____ DATA SHOWN
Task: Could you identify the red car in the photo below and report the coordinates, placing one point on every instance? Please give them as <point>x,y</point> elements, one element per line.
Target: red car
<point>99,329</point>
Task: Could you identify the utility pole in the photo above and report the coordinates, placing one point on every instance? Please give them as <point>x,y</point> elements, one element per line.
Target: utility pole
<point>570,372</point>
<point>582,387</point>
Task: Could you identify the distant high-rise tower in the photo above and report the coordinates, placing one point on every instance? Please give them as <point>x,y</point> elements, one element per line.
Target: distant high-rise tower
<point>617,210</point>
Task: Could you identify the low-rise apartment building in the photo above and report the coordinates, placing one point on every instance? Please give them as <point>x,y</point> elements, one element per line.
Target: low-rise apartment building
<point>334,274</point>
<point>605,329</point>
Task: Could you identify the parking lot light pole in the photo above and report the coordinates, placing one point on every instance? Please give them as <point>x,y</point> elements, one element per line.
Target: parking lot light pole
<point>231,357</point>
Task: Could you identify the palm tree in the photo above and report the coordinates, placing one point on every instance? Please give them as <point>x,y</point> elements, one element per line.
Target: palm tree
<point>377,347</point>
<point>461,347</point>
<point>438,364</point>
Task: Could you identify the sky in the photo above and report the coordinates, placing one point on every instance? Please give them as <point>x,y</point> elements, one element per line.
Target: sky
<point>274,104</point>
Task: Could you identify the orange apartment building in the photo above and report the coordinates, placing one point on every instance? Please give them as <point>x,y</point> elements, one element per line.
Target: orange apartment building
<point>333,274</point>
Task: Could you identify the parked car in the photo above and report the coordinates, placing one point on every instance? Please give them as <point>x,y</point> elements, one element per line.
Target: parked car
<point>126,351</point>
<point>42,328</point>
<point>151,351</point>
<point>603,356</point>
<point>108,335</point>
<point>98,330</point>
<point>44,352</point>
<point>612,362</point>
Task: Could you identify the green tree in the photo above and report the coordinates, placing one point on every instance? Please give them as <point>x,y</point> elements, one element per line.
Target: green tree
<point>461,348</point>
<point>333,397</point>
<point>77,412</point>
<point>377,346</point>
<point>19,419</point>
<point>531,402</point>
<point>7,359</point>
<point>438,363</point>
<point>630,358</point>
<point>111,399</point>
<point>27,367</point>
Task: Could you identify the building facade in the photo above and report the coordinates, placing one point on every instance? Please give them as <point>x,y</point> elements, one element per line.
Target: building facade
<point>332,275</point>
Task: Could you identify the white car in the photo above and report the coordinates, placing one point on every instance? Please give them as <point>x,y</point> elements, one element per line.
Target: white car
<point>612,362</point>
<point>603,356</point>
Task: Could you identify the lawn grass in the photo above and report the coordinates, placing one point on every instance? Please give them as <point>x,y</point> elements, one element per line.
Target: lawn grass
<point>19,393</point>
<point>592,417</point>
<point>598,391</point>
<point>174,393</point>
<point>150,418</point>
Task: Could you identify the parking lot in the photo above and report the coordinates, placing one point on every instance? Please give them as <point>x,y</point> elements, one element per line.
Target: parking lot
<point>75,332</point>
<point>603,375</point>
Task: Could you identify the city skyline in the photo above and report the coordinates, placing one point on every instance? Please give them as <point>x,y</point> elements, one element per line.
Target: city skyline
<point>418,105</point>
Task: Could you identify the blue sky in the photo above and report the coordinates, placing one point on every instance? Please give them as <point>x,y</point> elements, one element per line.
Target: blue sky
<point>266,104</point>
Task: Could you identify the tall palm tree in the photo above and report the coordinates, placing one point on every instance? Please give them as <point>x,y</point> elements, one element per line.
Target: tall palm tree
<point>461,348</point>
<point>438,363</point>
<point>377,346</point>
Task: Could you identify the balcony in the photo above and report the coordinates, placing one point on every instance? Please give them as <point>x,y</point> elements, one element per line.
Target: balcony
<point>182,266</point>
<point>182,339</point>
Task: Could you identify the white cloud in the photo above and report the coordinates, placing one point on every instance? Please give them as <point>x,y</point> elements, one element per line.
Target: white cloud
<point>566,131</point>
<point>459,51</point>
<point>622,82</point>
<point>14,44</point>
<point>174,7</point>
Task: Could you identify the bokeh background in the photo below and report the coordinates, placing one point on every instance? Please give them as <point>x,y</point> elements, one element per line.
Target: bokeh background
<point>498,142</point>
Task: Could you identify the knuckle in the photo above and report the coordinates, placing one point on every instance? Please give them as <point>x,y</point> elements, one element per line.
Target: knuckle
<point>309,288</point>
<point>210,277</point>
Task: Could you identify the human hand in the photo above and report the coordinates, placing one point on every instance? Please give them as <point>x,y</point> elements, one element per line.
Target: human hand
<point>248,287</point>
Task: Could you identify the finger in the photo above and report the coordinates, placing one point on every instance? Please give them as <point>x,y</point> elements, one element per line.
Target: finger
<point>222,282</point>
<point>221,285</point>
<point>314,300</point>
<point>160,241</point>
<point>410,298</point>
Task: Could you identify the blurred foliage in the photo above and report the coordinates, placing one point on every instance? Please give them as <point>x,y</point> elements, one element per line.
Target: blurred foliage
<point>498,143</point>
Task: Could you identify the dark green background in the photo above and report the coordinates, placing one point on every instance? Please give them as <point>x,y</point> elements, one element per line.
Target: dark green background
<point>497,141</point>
________
[AIM OF THE TASK]
The answer consists of the line holding "Task: Could you identify the knuckle" and every line after it up to the end of the records, word for word.

[RESPONSE TO THE TASK]
Task: Could you identify the knuckle in the photo above and report the coordinates, placing one point on every instance? Please give them as <point>x,y</point> elements, one element per line.
Target: knuckle
<point>309,288</point>
<point>210,277</point>
Task: Could you identify the human hand in the photo above and report the coordinates, placing one point on every instance? Please give them as <point>x,y</point> elements, one element per line.
Target: human hand
<point>248,287</point>
Task: Could you identify the finger in the photo above and report the coordinates, placing one point on every instance? Please give them as <point>x,y</point> elements, one element per line.
Target: finger
<point>222,282</point>
<point>221,285</point>
<point>314,300</point>
<point>160,241</point>
<point>410,298</point>
Task: Could you identify the blurred foliage in the photo above and report the coordinates, placing one point on every instance? Please give them as <point>x,y</point> elements, one element per line.
Target: blurred foliage
<point>498,143</point>
Task: Could you identify the dark green background in the photo above and report the coordinates, placing one point on every instance? Please give them as <point>x,y</point> elements, one element per line.
Target: dark green background
<point>497,141</point>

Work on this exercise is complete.